| Instructions for the task |
Pull out every line below that contains the string "girl".

[Records taken from a data source]
%%
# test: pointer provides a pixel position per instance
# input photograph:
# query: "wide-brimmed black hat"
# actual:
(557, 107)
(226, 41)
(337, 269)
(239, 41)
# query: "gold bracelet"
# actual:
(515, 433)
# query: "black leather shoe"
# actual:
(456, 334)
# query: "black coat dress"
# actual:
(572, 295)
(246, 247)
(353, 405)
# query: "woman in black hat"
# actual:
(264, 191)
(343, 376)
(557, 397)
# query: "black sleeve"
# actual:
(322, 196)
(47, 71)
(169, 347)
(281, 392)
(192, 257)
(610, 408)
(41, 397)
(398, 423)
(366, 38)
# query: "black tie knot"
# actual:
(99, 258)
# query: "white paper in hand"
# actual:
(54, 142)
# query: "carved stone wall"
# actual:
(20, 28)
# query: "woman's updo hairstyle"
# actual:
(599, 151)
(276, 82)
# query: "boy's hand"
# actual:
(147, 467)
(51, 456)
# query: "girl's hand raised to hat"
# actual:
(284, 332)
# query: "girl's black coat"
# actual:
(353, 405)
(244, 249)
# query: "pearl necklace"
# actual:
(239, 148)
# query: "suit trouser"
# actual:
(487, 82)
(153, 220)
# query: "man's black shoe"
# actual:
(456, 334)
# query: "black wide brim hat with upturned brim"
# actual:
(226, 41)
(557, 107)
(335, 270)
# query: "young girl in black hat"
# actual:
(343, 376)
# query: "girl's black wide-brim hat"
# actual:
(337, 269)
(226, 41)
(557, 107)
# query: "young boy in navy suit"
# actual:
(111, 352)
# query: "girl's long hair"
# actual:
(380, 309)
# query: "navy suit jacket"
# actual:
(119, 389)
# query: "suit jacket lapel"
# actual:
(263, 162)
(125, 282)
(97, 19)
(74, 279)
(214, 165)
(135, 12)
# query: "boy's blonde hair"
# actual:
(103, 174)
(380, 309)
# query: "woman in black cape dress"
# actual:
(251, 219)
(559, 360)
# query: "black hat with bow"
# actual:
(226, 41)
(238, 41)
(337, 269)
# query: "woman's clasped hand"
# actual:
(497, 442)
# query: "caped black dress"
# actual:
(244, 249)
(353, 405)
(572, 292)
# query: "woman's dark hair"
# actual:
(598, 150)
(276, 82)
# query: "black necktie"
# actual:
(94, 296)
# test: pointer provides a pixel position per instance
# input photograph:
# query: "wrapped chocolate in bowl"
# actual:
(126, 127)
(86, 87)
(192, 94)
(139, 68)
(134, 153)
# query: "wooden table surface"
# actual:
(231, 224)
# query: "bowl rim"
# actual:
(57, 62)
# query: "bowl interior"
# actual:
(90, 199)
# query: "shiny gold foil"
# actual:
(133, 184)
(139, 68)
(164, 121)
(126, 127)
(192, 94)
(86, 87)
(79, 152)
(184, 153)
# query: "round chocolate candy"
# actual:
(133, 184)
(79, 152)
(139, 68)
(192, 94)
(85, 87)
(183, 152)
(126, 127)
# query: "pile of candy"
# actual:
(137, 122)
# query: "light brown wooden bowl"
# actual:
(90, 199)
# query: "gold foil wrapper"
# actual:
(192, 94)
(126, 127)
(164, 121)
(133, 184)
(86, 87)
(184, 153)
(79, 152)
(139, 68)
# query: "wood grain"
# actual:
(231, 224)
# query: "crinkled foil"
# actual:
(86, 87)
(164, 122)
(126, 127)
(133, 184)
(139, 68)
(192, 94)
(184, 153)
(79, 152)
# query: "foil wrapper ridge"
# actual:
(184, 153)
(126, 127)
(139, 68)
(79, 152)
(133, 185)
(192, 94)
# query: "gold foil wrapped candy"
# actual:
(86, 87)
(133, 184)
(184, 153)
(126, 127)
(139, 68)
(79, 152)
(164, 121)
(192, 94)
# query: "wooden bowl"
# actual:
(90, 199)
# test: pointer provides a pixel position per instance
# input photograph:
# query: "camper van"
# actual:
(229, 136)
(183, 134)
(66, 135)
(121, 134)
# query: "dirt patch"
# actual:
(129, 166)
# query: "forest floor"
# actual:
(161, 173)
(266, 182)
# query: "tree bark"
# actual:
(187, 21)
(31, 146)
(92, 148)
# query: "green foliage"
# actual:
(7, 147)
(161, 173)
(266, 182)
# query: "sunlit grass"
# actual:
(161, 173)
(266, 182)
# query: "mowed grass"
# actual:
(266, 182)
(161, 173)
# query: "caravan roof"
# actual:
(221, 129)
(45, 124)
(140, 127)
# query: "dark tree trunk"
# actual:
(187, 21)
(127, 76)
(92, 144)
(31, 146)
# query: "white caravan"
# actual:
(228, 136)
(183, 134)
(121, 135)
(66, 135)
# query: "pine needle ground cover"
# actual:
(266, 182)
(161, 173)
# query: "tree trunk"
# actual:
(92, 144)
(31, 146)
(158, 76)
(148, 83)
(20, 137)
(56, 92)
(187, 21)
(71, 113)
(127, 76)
%%
| Task result |
# query: "girl's hand raised to hat"
# query: "girl's black coat"
# query: "young girl in black hat"
# query: "girl's black wide-brim hat"
# query: "girl's long hair"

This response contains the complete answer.